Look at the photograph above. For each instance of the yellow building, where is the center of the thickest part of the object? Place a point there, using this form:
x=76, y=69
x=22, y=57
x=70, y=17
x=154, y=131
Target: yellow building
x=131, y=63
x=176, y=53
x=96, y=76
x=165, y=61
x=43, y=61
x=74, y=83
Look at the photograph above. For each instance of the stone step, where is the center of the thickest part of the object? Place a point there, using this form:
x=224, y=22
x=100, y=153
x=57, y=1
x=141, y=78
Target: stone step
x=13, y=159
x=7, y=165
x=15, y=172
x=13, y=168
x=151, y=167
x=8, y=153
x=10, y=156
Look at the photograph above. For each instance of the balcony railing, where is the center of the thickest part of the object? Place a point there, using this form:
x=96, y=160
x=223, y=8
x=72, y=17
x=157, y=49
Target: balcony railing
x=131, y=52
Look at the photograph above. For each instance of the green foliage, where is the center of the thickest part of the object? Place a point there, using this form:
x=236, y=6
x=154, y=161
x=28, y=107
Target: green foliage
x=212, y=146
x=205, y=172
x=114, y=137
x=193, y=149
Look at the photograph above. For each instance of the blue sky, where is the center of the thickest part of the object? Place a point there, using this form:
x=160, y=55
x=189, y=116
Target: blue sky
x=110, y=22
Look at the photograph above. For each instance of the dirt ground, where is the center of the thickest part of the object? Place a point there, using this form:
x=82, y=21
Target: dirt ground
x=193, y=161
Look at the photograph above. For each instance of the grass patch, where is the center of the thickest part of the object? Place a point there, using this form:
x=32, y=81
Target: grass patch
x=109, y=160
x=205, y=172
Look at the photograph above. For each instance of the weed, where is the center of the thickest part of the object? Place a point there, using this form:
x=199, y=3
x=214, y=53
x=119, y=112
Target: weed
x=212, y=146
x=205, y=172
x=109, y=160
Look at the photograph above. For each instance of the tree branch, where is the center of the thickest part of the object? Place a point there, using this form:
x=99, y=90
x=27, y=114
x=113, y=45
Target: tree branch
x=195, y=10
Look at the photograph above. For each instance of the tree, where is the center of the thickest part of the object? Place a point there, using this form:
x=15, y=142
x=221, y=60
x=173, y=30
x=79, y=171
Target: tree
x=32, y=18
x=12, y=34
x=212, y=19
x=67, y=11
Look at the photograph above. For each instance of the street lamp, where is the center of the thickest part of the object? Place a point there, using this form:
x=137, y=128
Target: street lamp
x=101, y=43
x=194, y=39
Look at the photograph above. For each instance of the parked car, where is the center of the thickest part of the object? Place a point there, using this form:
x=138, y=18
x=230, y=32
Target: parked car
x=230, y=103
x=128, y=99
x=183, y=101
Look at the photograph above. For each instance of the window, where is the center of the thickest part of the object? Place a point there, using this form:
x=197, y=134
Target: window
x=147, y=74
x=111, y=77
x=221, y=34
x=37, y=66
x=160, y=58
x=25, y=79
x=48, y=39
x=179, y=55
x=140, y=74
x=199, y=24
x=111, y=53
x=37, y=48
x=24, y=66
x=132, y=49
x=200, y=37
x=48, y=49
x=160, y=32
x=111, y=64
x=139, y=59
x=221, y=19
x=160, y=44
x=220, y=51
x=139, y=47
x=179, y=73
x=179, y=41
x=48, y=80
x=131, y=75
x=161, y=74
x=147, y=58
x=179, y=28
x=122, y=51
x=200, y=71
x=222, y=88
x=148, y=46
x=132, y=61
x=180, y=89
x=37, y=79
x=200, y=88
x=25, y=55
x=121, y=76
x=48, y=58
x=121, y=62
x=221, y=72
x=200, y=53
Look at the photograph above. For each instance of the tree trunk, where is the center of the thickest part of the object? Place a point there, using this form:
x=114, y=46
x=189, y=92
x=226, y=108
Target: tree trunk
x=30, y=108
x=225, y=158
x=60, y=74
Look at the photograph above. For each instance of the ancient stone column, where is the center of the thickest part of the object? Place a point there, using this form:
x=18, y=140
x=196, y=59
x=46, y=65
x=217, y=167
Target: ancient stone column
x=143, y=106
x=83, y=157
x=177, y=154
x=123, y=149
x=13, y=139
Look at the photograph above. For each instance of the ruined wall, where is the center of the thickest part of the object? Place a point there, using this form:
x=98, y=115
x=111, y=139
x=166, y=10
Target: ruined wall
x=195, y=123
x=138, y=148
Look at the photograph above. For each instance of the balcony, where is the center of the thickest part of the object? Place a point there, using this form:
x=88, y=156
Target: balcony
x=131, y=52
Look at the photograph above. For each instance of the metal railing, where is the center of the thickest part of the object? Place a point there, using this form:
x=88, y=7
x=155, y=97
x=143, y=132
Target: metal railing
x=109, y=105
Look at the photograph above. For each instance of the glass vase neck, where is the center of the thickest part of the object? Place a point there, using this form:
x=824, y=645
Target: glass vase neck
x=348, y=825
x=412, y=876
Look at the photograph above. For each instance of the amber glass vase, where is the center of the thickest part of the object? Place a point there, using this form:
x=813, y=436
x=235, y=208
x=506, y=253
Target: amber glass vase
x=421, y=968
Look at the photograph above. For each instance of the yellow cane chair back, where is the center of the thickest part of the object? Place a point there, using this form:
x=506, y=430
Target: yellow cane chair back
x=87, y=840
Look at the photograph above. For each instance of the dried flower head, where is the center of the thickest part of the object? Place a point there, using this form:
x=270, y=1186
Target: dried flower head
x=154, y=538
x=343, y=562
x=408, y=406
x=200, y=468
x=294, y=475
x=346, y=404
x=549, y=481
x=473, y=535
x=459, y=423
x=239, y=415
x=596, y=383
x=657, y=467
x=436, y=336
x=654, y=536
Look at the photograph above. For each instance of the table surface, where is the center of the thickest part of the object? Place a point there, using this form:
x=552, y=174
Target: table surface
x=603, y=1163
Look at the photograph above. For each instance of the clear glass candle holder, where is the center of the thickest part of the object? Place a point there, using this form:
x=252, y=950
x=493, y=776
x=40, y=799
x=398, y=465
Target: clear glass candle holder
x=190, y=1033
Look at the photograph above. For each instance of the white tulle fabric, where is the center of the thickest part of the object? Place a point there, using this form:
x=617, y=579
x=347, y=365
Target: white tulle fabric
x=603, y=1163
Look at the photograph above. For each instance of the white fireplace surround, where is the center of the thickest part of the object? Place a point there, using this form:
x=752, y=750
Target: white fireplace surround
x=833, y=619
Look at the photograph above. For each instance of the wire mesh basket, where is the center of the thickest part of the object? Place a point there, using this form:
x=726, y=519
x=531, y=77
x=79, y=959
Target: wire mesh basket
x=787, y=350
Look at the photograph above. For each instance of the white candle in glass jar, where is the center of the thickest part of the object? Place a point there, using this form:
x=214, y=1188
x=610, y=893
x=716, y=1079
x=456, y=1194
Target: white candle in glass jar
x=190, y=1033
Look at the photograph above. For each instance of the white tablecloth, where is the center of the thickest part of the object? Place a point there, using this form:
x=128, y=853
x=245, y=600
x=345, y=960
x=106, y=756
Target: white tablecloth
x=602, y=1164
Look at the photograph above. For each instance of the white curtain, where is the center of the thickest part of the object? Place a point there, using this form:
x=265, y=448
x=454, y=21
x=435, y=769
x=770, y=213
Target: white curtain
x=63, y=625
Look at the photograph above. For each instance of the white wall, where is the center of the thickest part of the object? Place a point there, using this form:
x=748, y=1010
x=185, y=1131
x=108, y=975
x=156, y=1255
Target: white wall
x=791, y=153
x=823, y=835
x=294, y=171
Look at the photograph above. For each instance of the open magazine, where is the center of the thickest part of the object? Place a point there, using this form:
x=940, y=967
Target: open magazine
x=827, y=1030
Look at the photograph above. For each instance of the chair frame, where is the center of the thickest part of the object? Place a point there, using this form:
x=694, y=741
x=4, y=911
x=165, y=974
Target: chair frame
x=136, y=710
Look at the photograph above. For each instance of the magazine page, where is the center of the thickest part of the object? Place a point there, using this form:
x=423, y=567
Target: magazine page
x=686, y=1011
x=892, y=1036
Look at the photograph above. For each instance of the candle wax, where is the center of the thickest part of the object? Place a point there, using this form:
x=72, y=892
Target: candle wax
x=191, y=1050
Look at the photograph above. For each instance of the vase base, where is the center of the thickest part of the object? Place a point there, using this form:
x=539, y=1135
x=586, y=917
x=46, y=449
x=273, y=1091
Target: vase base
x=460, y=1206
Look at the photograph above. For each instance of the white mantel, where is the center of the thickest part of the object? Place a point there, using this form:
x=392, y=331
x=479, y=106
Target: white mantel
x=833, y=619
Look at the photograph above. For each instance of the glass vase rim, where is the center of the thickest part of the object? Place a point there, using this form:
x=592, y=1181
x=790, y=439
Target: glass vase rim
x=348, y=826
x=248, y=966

----------------

TASK TO COMPLETE: In the data above, find the line that contains "the yellow cane" and the line that contains "x=106, y=756". Repeat exactly those lines and every line between them, and only those.

OUTPUT FOR THIS TASK:
Look at the photograph above. For each instance of the yellow cane chair back, where is the center of the thickest part of the object? Place a point there, using this form:
x=506, y=430
Target: yellow cane chair back
x=87, y=840
Look at the photograph above. For each instance of the dried flower head, where is the center of the thickest part of the object? Place a point there, using this form:
x=270, y=1186
Target: dried flower head
x=154, y=538
x=343, y=562
x=408, y=406
x=200, y=468
x=294, y=475
x=346, y=404
x=549, y=481
x=473, y=535
x=459, y=423
x=239, y=415
x=596, y=383
x=657, y=467
x=436, y=336
x=654, y=536
Look at the photograph above. For each instance of the table surface, where is the center of the thickest part of the object? Place a point there, using this form:
x=552, y=174
Target: table surface
x=603, y=1163
Look at the photograph above. For each instance of the clear glass candle holder, where is the center of the thickest part of the object? Place a point there, using this form:
x=252, y=950
x=493, y=776
x=40, y=799
x=398, y=465
Target: clear glass candle holder
x=190, y=1033
Look at the photograph above. For each instance of the white tulle fabric, where is the center of the thickest part of the object? Place a point there, using this form:
x=617, y=579
x=347, y=365
Target: white tulle fabric
x=603, y=1163
Look at the photograph above. For each instance of the white fireplace surround, where is the center of the thickest part of the object? Place a point there, using this form:
x=752, y=750
Target: white fireplace surround
x=833, y=619
Look at the photograph above. For each instance of the wire mesh basket, where is the center of the thickest part of the object? Place a point there, using this form:
x=726, y=519
x=531, y=77
x=79, y=959
Target: wire mesh basket
x=787, y=350
Look at the photograph above. For each instance of the white candle in glass jar, where is the center of the thickest part of the object? Place a point there, using this form:
x=214, y=1188
x=610, y=893
x=716, y=1079
x=456, y=1194
Target: white candle in glass jar
x=190, y=1033
Look at the photograph above. For each instance of the white tablecloth, where is the center of the thickest part of the object? Place a point there, using this form:
x=128, y=853
x=245, y=600
x=345, y=960
x=106, y=756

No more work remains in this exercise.